* GIVEN INFORMATION:

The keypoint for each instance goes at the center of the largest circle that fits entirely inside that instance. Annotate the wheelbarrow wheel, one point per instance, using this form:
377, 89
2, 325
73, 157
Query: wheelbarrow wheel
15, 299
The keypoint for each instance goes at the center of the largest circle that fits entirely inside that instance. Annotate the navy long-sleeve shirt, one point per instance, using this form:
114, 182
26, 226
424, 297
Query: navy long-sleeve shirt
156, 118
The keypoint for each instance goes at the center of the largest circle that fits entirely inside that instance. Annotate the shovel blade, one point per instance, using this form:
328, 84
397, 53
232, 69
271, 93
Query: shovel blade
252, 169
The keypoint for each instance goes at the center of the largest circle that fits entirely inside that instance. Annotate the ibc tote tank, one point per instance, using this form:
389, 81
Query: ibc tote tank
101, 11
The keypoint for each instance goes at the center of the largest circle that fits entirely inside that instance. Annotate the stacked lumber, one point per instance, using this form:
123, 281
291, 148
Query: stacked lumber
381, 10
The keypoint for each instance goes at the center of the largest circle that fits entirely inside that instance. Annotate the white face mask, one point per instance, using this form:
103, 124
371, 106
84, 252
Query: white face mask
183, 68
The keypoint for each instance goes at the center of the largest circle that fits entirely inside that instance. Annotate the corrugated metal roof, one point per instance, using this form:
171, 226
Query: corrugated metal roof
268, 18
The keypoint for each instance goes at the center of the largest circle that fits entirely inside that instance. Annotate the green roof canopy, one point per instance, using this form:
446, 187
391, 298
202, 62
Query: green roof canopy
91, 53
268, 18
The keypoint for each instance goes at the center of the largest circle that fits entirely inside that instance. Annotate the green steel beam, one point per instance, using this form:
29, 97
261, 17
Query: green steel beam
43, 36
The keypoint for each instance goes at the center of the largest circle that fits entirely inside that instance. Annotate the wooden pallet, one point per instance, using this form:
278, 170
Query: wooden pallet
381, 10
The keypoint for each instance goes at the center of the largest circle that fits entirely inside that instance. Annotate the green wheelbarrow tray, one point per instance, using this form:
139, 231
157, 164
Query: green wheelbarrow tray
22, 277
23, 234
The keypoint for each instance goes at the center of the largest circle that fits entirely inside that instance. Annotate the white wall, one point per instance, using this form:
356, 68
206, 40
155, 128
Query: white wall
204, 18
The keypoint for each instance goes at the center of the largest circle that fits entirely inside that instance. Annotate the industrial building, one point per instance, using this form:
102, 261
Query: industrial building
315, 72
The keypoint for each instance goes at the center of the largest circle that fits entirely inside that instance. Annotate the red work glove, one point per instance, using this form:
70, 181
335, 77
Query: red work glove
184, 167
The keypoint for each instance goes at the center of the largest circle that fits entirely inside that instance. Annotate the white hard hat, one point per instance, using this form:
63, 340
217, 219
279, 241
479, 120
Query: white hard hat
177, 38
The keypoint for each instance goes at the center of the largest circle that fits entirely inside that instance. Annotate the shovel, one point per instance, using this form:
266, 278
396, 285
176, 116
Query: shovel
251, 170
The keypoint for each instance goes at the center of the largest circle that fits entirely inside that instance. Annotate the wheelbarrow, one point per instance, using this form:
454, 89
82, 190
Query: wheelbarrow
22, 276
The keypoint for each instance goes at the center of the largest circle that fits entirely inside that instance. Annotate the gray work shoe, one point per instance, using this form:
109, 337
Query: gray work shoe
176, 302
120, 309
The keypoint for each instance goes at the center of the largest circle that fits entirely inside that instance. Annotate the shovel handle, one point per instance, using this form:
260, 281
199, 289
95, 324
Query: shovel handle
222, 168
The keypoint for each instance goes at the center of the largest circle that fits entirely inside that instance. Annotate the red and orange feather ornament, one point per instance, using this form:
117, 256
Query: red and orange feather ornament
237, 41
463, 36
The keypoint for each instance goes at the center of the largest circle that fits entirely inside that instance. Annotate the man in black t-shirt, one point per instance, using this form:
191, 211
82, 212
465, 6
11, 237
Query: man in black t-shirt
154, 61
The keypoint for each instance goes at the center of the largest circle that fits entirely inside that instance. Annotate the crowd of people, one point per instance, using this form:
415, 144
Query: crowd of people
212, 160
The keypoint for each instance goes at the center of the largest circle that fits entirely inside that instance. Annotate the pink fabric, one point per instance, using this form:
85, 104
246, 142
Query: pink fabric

* WORK TO BE COMPLETED: Reproduce the preceding records exactly and completely.

* ANSWER:
The keypoint for each instance goes at the center of the largest circle that fits entirely inside that instance. Annotate the wheelbarrow wheel, one point per instance, using this form:
377, 89
2, 325
73, 157
Query: wheelbarrow wheel
15, 299
The keypoint for each instance goes at the center of the largest circle that fits entirely inside that instance. Annotate the navy long-sleeve shirt, one point per instance, using this form:
114, 182
26, 226
424, 297
Query: navy long-sleeve shirt
156, 118
The keypoint for each instance goes at the center of the largest circle that fits entirely inside that instance. Annotate the shovel blade, one point per instance, using this form:
328, 84
397, 53
232, 69
271, 93
Query: shovel blade
252, 169
The keypoint for each instance goes at the center of the largest circle that fits entirely inside that instance. Annotate the ibc tote tank, one point per instance, using this form:
389, 81
Query: ibc tote tank
101, 11
The keypoint for each instance goes at the center of the largest circle that fits entirely inside that instance. Annotate the stacked lumber, one point per instance, using this form:
123, 281
291, 148
Query: stacked lumber
381, 10
The keypoint for each instance goes at the center of the largest circle that fits entirely inside that instance. Annotate the white face mask, one point per instance, using this form:
103, 124
371, 106
84, 252
Query: white face mask
183, 68
The keypoint for each instance goes at the center of the largest circle that fits entirely inside that instance. Annotate the corrugated metal roof, one point per instance, using this form:
171, 226
Query: corrugated metal roof
268, 18
The keypoint for each instance goes at the center of the largest circle that fits entirely inside that instance. Annotate the green roof canopy, one point per instance, using this form:
446, 187
391, 298
202, 62
Query: green roof canopy
91, 53
268, 18
The keypoint for each instance goes at the center of the largest circle that fits entirely inside that instance. Annotate the green steel beam, one point per instance, using this form:
29, 97
261, 17
Query: green steel beam
43, 36
The keypoint for each instance goes at the center of the largest circle that fits entirely inside that instance. Annotate the wooden pallet, one point per instance, using this form:
278, 170
Query: wooden pallet
381, 10
The keypoint for each instance goes at the center of the largest circle that fits entirely inside that instance. Annotate the green wheelbarrow tray, one point per instance, using this form:
139, 231
157, 164
Query: green wheelbarrow tray
22, 277
23, 234
The keypoint for each instance goes at the center of the largest circle that fits entirely inside that instance. Annotate the white wall, one point per instance, using this form:
356, 68
206, 40
155, 128
Query: white wall
204, 18
The keypoint for each instance goes at the center of the largest circle that fits entirely inside that instance. Annotate the industrial building, one point per instance, using this form:
102, 261
Query: industrial building
315, 72
The keypoint for each instance goes at the center of the largest circle that fits entirely inside that instance. Annotate the red work glove, one point per instance, using this form:
70, 181
335, 77
Query: red work glove
184, 167
The keypoint for each instance goes at the center of the largest circle that fits entirely inside that instance. Annotate the white hard hat, one point per instance, using this form:
63, 340
217, 219
279, 241
479, 120
Query: white hard hat
177, 38
The keypoint for each instance goes at the center of the largest circle that fits entirely inside that instance. Annotate the shovel, one point per instance, using this form:
266, 278
396, 285
176, 116
Query: shovel
251, 170
The keypoint for each instance goes at the center of the largest circle that fits entirely inside that instance. Annotate the wheelbarrow, one point per instance, using this form:
454, 89
82, 190
Query: wheelbarrow
22, 276
The keypoint for each instance goes at the center of the largest circle that fits entirely inside that instance. Annotate the gray work shoe, one point per instance, using this form:
109, 337
Query: gray work shoe
176, 302
120, 309
The keypoint for each instance goes at the center of the largest circle that fits entirely inside that instance. Annotate the shovel handle, one point per instance, using this form:
260, 281
199, 289
95, 324
Query: shovel handle
222, 168
The keypoint for each instance goes at the center of the largest circle that fits entirely inside that instance. Annotate the red and orange feather ornament, one point per instance, using this form:
117, 256
Query: red and orange feather ornament
237, 41
463, 36
The keypoint for each instance goes at the center of the largest circle that fits entirely inside that instance. Annotate the man in black t-shirt, one point per instance, using this form:
191, 211
82, 212
465, 6
11, 237
Query: man in black t-shirt
154, 61
The keypoint for each instance goes at the center of the largest circle that fits entirely inside that instance. Annotate the crowd of people, one point per instance, using this form:
415, 144
Query: crowd of people
212, 160
The keypoint for each instance goes at the center of the largest circle that fits entirely inside that instance. Annotate the pink fabric, one point per instance, using this form:
85, 104
246, 142
Query: pink fabric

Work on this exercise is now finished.